#### COMPLETE THE FOLLOWING
**A.** Translate this sentence from the account of restoring the drill press number plate into Spanish: "I pondered this problem for a while and decided to make a decal recreation of the plate."
**B.** Carry on the account of restoring the drill press number plate, starting after its final sentence.
++++ PASSAGE TO READ
You may recall when I de-rusted the drill press base via electrolysis, some of the lettering on the  silk screened number plate was removed.

You can see it on the left. I'm still annoyed with myself for leaving the plate on the base but there you have it.

I pondered this problem for a while and decided to make a decal recreation of the plate.

I've done this for effect pedals, so I was familiar with the process.

I scanned the plate and opened the scan in Photoshop. I had also found some images online of plates from similar drill presses. None of those plates were in great shape (and the photos were marginal), but they would have to do.

I took two approaches to recreate the label. At first, I tried copying letters that were clean and sharp and pasted them where I needed them. For example, I found one clean "C" and used that for all of the C's.

This worked ok, but it was tedious and I just didn't have good versions of certain letters ("K" for example).
++++++++
++++ DATA LISTING
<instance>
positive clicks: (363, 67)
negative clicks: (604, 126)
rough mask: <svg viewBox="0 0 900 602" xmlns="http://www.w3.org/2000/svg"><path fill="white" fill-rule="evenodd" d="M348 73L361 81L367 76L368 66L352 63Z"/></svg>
++++++++
++++ DATA LISTING
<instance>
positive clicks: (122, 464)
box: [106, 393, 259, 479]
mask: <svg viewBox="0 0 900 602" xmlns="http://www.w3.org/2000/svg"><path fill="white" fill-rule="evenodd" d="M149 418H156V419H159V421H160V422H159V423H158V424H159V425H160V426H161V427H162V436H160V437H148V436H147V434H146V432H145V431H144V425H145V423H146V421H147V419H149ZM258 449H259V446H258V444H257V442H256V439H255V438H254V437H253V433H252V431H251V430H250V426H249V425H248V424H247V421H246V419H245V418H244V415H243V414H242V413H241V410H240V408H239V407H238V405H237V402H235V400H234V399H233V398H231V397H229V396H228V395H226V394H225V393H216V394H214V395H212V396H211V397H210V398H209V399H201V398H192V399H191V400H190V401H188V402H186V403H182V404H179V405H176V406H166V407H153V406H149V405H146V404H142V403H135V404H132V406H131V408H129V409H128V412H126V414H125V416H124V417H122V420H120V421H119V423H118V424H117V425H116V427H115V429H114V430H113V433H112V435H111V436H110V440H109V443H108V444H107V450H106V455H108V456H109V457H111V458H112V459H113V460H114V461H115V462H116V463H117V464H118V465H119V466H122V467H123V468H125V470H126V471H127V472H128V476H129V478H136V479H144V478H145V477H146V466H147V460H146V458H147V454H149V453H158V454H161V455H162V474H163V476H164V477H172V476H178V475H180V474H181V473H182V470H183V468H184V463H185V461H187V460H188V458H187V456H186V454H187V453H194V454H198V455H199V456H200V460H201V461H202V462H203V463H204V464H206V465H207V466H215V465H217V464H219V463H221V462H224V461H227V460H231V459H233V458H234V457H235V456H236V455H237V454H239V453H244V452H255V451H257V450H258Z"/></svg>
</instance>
++++++++
++++ DATA LISTING
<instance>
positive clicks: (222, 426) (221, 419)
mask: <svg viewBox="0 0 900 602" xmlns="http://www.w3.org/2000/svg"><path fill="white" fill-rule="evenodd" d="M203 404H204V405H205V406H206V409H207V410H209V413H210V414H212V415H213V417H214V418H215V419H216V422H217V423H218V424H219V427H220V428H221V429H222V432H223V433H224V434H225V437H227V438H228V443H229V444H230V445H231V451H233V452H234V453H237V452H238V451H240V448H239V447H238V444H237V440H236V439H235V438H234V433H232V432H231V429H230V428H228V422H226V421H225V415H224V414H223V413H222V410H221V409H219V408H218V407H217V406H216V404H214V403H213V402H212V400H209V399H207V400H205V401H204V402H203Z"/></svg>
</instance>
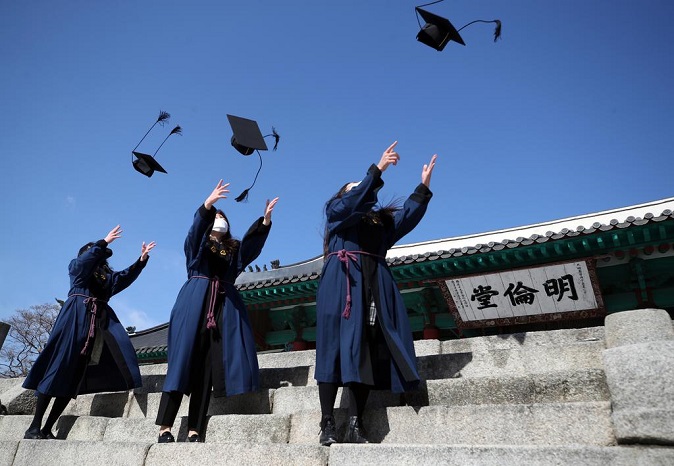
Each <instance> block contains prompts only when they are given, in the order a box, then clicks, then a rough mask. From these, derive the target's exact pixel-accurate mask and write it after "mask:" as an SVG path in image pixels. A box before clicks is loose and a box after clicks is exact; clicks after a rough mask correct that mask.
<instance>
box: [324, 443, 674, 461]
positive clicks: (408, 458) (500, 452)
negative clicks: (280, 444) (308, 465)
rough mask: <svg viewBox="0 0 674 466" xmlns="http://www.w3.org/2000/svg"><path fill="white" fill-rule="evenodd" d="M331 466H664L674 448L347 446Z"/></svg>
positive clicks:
++++++++
#### ANSWER SECTION
**A.** Reflexioné sobre este problema durante un tiempo y decidí hacer una recreación de la placa en calcomanía.

**B.**
So I did some experimenting and found a modern font that was as close match for the font that Sears used. I carefully resized it and changed settings including the kerning and width and got a reasonably close facsimile. All of the guidelines you see in the image above were necessary to get everything aligned properly.

Here's the final version of the label in Photoshop.

You will note that I put my copyright over the label in green. I have had several images from the blog appropriated and wanted to prevent it. This work represents hours of my time and, sorry, it's copyrighted.

Just because it's on the interwebs doesn't mean it's free! Most folks (including me) will help you out if you ask nicely. But just taking it is a violation of copyright law.

Lecture over.

Now let's print and apply the decal.

The original screen was black and was done so that the lettering is actually the silver surface of the plate.

I used clear laser decal paper to get the same look. First I had to strip the old paint off, and sand the plate so it was clean.

Here's the plate after cleaning it up.

I used 120 through 600 grit paper, and polished the tarnished area between the model numbers with a small felt buffer on my Dremel using Mother's Mag and Aluminum polish.

I printed a bunch of labels in case I made some goofs.

I found that the black print wore off on a couple of decals. I don't know if it was the printer or the paper. I have found a source for Papilio laser decal paper, and I plan to try that in the future.

I cut the best looking decal off the sheet.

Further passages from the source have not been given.